AIM OF THE TASK: Rewrite everything from the line containing "Kindly provide the mask of every instance of the bridge" down to the last of the lines below, both ends included, keeping the requests unchanged. Scale every polygon coordinate in the answers by 0.5 and round to whole numbers, with halves going up.

[Lines for labeling and segmentation]
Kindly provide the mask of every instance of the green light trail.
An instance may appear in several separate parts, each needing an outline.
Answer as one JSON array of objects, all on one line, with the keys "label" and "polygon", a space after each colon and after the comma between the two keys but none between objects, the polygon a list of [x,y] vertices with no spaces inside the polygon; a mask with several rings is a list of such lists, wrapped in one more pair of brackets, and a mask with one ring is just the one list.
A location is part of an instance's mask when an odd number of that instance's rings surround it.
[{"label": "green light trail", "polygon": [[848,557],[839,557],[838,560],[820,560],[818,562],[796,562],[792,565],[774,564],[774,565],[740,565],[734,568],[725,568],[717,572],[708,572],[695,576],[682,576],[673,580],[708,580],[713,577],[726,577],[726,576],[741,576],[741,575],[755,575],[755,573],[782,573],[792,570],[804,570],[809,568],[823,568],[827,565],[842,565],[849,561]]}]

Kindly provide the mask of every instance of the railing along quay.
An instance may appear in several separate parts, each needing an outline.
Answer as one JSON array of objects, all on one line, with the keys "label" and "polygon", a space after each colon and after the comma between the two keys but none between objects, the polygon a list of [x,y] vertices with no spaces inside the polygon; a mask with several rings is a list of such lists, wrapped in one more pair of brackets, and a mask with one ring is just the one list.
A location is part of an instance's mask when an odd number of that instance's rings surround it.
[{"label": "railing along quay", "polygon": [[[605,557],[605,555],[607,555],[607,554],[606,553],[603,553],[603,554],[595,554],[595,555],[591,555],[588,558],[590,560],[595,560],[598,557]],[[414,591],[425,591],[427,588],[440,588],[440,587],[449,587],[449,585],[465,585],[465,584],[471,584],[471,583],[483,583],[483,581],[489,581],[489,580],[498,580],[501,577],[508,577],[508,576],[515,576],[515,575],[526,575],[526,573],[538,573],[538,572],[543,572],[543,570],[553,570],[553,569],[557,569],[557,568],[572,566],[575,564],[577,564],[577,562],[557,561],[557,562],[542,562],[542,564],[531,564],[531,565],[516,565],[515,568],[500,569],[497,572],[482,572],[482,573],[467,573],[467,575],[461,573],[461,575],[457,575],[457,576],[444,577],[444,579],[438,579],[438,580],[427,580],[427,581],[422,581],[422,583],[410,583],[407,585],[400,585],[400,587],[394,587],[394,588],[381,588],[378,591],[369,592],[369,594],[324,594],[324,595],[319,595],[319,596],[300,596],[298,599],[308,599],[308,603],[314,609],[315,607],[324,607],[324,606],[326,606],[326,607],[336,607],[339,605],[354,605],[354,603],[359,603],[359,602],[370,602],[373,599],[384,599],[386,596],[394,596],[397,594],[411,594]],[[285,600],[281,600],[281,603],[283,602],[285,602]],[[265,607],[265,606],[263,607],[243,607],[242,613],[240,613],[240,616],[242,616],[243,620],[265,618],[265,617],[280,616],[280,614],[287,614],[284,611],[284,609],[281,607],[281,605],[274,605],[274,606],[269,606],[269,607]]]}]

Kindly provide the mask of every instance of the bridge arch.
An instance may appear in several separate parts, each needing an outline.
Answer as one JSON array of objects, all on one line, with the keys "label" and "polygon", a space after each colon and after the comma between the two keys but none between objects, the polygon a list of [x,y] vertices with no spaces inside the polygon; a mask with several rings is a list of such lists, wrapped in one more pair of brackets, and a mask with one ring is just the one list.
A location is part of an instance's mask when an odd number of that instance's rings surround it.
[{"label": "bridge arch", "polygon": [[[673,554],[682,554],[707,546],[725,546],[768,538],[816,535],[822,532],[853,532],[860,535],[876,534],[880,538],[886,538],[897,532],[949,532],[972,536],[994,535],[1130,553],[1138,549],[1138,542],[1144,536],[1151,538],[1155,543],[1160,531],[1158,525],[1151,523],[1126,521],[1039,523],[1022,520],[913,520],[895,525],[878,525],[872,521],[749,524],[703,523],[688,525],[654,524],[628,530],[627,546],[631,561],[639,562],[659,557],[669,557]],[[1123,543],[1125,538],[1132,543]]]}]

OUTPUT OF THE TASK:
Kindly provide the mask of every instance of the bridge arch.
An instance may appear in several separate parts, each needing an outline.
Answer as one JSON array of objects, all on one line, with the keys "label" and "polygon", a space after each colon and after the comma between the two keys but none between objects, the polygon a list of [x,y] vertices with no spaces inside the polygon; a mask with several rings is a list of such lists, wrapped in one more pair of brackets, and a mask with one ring is just the one list.
A location is part of an instance's mask when an odd number of that instance's rings surround it.
[{"label": "bridge arch", "polygon": [[[337,277],[341,277],[354,273],[363,273],[384,269],[408,268],[411,266],[427,266],[430,268],[438,267],[440,269],[443,269],[449,266],[475,266],[486,268],[497,268],[565,277],[569,275],[569,271],[572,268],[576,269],[578,272],[580,266],[579,263],[576,262],[563,261],[520,262],[511,260],[457,260],[448,263],[439,263],[436,261],[375,262],[352,262],[344,263],[327,262],[314,265],[314,273],[316,281],[320,281],[330,279],[335,279]],[[562,272],[563,269],[566,272]]]}]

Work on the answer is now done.